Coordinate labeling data
****
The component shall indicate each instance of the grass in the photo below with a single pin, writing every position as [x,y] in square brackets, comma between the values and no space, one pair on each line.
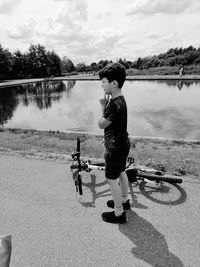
[179,157]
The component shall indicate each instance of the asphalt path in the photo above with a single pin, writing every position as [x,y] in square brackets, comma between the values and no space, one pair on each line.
[51,226]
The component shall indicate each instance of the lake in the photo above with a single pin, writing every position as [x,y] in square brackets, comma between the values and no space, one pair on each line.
[155,108]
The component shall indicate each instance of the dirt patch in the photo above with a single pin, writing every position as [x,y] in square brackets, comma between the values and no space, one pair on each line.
[179,157]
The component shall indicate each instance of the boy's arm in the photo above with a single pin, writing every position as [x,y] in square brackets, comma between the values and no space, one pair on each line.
[103,122]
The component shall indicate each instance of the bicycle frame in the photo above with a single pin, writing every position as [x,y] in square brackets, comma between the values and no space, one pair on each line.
[134,172]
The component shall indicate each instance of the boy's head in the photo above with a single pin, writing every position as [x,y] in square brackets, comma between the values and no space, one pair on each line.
[114,72]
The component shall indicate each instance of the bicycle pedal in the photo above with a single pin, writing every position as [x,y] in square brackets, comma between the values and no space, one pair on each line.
[130,160]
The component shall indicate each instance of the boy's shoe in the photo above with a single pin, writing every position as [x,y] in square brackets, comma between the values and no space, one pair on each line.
[112,218]
[126,205]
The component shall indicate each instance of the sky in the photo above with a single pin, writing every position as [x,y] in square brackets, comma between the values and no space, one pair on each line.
[87,31]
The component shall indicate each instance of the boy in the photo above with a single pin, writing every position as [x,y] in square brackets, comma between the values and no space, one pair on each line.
[116,141]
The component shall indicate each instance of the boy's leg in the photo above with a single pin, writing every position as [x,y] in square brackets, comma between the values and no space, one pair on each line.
[124,186]
[117,196]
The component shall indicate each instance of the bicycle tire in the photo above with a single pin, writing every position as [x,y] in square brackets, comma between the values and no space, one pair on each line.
[79,183]
[160,178]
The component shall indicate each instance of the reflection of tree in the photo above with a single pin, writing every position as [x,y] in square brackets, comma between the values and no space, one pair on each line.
[178,83]
[179,123]
[41,94]
[8,103]
[68,86]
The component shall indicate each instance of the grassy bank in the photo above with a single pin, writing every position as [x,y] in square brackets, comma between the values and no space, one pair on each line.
[179,157]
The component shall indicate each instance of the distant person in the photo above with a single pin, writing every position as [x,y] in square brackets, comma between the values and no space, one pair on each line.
[116,141]
[181,71]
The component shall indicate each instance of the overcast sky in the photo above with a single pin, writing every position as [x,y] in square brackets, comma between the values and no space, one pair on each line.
[90,30]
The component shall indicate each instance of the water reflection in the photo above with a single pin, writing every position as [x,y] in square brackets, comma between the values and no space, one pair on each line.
[42,95]
[156,108]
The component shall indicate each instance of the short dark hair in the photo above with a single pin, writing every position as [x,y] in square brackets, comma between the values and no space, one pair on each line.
[114,71]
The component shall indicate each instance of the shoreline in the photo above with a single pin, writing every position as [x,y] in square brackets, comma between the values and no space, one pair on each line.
[174,156]
[89,77]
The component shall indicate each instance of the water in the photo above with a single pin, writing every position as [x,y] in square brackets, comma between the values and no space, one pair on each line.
[155,108]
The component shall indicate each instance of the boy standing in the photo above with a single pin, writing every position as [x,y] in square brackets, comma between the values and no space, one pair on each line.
[116,141]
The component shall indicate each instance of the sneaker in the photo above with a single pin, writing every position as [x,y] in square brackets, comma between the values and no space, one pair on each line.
[126,205]
[112,218]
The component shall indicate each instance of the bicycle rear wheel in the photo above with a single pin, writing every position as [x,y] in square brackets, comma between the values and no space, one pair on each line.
[134,174]
[160,178]
[163,193]
[79,183]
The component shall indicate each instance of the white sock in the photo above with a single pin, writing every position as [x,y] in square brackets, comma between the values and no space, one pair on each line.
[118,211]
[124,199]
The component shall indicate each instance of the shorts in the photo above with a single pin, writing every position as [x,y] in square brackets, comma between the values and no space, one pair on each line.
[115,161]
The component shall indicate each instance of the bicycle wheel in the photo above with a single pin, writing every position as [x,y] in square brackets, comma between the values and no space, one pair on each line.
[158,178]
[79,183]
[163,193]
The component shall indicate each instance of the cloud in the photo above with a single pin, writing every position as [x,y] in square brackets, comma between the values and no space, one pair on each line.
[153,35]
[70,33]
[147,7]
[72,14]
[8,6]
[24,32]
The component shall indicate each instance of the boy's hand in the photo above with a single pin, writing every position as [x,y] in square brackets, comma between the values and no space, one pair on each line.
[104,100]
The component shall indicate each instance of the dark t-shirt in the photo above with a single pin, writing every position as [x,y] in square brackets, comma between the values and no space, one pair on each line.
[116,135]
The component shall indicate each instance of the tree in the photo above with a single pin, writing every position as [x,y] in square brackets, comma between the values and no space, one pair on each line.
[5,63]
[67,65]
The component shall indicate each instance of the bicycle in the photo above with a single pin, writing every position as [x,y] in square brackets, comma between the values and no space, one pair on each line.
[136,174]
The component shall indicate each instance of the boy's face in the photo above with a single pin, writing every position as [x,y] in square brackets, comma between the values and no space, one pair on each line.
[107,86]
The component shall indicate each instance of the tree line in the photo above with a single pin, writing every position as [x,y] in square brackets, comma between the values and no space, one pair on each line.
[38,62]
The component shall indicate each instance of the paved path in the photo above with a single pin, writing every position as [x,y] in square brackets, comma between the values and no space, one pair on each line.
[51,228]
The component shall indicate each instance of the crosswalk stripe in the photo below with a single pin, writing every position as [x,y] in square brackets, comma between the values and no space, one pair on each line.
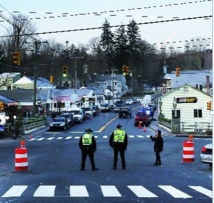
[110,191]
[141,191]
[68,138]
[45,191]
[174,192]
[15,191]
[50,138]
[59,138]
[202,190]
[78,191]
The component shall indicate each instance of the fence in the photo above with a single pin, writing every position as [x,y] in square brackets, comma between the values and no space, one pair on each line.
[196,127]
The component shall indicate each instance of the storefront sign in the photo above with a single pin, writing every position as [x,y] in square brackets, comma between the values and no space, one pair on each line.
[186,100]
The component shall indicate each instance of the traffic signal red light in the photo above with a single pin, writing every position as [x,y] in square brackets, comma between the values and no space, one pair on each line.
[64,71]
[51,79]
[17,58]
[177,72]
[209,105]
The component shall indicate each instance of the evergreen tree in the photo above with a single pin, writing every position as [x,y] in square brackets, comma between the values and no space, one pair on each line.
[107,43]
[120,47]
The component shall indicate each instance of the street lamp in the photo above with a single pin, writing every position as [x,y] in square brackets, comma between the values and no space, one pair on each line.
[160,105]
[174,104]
[35,75]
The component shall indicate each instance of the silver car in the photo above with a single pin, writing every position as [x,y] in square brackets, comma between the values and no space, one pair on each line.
[207,154]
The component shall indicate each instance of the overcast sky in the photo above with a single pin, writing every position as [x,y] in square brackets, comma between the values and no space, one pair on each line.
[50,15]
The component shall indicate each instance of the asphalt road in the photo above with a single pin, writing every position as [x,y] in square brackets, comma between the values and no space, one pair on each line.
[54,162]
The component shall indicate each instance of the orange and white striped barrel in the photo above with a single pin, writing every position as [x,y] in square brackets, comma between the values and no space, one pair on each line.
[21,159]
[188,151]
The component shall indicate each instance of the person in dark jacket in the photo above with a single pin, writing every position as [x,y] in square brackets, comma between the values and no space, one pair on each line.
[119,141]
[87,144]
[158,146]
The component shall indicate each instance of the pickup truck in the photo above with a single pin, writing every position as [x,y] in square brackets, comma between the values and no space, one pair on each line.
[125,112]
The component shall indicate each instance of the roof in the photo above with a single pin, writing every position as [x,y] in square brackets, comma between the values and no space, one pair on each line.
[107,77]
[175,89]
[192,78]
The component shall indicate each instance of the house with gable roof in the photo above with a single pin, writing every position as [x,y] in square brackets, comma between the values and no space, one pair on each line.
[188,106]
[28,83]
[202,80]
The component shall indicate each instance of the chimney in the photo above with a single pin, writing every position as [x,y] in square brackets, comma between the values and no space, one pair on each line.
[208,83]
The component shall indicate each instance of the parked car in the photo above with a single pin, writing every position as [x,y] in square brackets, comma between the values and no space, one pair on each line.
[105,108]
[143,118]
[125,112]
[88,111]
[116,108]
[129,101]
[96,110]
[69,117]
[78,115]
[59,123]
[207,154]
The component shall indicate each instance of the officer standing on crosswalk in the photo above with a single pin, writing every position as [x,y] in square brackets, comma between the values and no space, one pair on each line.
[119,141]
[87,144]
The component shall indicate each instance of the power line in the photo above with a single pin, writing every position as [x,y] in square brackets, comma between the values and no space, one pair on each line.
[101,13]
[113,26]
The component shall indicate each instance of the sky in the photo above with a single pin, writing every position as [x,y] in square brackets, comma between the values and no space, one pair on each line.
[51,16]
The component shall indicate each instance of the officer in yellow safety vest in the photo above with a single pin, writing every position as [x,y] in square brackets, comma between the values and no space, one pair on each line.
[87,144]
[119,141]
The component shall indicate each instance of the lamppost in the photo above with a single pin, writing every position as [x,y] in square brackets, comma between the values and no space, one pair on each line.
[131,75]
[160,105]
[35,75]
[174,104]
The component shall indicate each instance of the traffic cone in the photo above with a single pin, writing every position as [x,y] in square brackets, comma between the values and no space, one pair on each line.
[144,129]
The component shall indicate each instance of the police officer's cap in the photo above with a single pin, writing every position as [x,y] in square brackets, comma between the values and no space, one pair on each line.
[88,130]
[119,125]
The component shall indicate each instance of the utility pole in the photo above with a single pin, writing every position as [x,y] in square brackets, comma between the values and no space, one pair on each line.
[36,43]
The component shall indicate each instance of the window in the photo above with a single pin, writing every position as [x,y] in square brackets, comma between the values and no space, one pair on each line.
[178,114]
[186,89]
[197,113]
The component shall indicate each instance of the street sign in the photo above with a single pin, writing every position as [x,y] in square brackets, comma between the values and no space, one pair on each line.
[186,100]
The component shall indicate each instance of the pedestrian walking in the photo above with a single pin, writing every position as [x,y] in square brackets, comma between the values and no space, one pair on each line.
[158,146]
[87,144]
[119,141]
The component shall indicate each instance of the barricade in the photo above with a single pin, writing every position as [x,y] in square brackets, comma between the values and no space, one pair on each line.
[21,159]
[144,128]
[188,151]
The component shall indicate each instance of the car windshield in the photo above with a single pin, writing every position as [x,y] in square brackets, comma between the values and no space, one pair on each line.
[59,119]
[141,114]
[75,112]
[87,109]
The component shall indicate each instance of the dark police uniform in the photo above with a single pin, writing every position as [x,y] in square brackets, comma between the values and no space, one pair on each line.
[87,144]
[119,141]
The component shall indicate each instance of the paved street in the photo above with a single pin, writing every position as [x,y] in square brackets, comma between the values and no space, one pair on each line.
[54,162]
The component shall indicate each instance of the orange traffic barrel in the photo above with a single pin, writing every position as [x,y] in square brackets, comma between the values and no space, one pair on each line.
[188,151]
[21,158]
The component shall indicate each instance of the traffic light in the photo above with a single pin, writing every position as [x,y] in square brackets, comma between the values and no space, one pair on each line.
[177,72]
[209,105]
[64,71]
[125,70]
[17,58]
[51,79]
[1,106]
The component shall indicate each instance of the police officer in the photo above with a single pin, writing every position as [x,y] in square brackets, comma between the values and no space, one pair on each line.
[158,146]
[119,141]
[87,144]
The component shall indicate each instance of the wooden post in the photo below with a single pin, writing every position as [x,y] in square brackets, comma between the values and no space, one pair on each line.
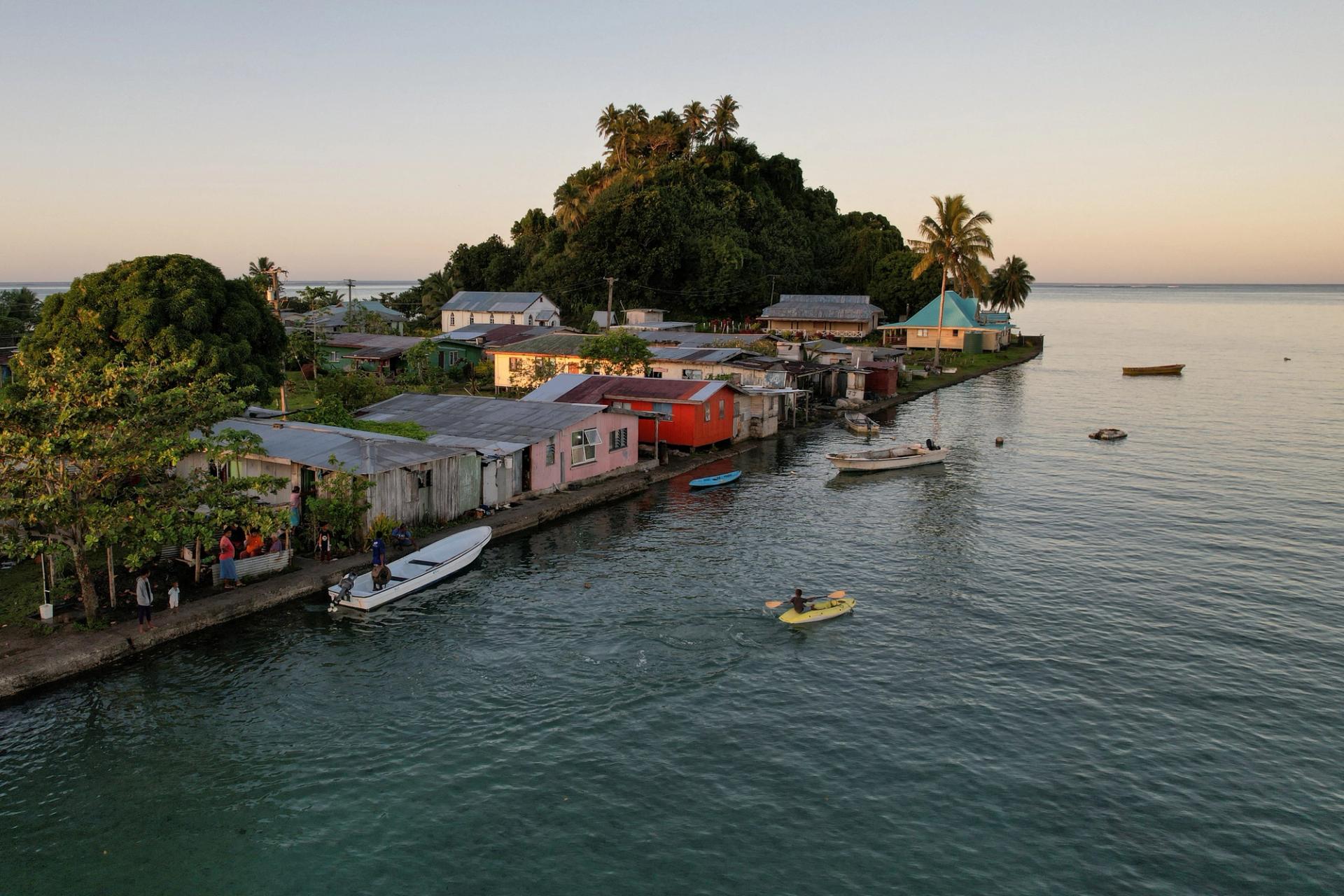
[112,578]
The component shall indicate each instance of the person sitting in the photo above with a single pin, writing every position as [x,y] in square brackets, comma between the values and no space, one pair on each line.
[253,545]
[402,538]
[800,603]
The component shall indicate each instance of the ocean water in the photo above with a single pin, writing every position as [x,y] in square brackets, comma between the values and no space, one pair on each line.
[1074,666]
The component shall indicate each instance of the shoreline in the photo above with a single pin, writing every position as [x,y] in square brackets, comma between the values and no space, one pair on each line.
[30,664]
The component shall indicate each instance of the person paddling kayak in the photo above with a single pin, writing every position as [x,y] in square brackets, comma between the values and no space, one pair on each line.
[800,603]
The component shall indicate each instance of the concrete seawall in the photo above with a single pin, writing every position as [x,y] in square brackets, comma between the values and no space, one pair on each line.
[30,663]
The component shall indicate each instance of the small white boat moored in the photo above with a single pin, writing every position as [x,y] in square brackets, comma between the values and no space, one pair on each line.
[414,571]
[892,458]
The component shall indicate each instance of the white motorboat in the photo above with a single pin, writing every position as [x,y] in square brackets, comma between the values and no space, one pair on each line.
[892,458]
[414,571]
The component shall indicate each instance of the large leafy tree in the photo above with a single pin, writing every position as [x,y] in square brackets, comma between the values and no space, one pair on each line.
[955,239]
[1009,284]
[620,352]
[88,456]
[162,308]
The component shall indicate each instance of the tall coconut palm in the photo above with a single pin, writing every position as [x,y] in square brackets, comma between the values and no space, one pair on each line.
[606,121]
[724,120]
[1009,285]
[696,118]
[955,239]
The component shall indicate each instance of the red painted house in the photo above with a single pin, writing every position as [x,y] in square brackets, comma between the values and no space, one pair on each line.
[690,413]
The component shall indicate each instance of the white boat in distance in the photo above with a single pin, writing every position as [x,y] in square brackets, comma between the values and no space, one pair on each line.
[414,571]
[892,458]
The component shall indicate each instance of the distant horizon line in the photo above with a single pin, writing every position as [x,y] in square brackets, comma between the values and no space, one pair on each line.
[1074,284]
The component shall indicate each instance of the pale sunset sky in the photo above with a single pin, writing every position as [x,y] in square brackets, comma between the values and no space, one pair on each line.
[1113,143]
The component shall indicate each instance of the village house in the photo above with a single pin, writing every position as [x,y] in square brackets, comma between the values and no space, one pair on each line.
[641,320]
[412,480]
[523,309]
[515,365]
[843,316]
[682,413]
[965,328]
[524,448]
[332,318]
[368,351]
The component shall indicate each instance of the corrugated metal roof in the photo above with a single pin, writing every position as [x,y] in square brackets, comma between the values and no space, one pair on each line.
[549,344]
[830,298]
[505,302]
[691,354]
[594,387]
[806,309]
[372,340]
[314,445]
[454,418]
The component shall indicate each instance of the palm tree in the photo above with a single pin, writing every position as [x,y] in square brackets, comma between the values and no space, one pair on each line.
[955,239]
[724,121]
[606,121]
[695,117]
[1009,285]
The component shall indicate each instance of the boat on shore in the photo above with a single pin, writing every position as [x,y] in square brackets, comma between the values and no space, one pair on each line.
[892,458]
[860,424]
[710,481]
[1160,370]
[417,570]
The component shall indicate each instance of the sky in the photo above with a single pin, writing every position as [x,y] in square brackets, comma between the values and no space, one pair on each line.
[1113,143]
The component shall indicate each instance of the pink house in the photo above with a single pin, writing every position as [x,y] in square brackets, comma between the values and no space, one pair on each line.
[524,447]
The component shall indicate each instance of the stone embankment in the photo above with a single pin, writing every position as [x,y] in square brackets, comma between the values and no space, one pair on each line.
[29,663]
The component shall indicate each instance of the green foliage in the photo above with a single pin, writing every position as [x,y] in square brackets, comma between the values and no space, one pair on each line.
[685,214]
[351,391]
[162,308]
[619,352]
[1009,285]
[88,456]
[342,501]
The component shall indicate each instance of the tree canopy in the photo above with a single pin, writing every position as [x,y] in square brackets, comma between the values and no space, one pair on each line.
[163,308]
[88,454]
[687,216]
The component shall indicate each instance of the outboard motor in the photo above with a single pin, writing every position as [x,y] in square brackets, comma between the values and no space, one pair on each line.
[347,582]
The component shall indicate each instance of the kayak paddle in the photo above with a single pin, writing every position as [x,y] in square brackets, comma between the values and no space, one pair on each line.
[834,596]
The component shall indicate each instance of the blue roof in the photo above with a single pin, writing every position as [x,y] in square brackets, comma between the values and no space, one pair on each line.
[958,312]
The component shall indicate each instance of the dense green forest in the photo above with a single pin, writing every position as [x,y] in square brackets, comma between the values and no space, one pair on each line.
[692,218]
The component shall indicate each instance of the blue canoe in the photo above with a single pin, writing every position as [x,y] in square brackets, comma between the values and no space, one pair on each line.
[715,480]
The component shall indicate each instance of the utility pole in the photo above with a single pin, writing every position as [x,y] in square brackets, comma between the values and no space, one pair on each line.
[610,289]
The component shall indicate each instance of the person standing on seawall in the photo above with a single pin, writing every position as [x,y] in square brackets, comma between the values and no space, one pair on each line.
[144,601]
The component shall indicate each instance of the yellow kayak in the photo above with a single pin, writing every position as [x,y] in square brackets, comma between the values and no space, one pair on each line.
[820,610]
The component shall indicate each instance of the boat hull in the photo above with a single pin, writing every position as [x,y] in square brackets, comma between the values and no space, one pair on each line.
[710,481]
[890,460]
[820,612]
[860,425]
[1163,370]
[416,571]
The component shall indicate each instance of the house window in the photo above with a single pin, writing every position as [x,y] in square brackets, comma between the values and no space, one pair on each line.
[582,448]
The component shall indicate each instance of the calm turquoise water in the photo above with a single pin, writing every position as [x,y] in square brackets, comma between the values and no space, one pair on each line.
[1075,668]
****
Each line from the one with "The component shall indicate each instance of the yellow" through the last line of the records must be written out word for word. Include nothing else.

The component shall indicate each instance of the yellow kayak in the photo above with a single pin, writing every position as [x,y] in square brackets, comma between the values and no space, one pair on each line.
[820,610]
The component shall indicate each instance of the boat hull in the photo above with a single pin, writing every position as [x,y] in square brackets, comma between the values and no space, one pair on each line.
[710,481]
[890,460]
[820,612]
[860,425]
[1163,370]
[416,571]
The component shall indicate each instance of the house window in the photo above with a single pin, writing every position as [x,y] in square brackets, comma between the values and no space, one pair on each line.
[582,448]
The component shall indicate each instance of the calm turquoise water in the photo above with a single pin, writing every position as [x,y] in square brackets, comma between the values and no space, one pair on each line.
[1075,668]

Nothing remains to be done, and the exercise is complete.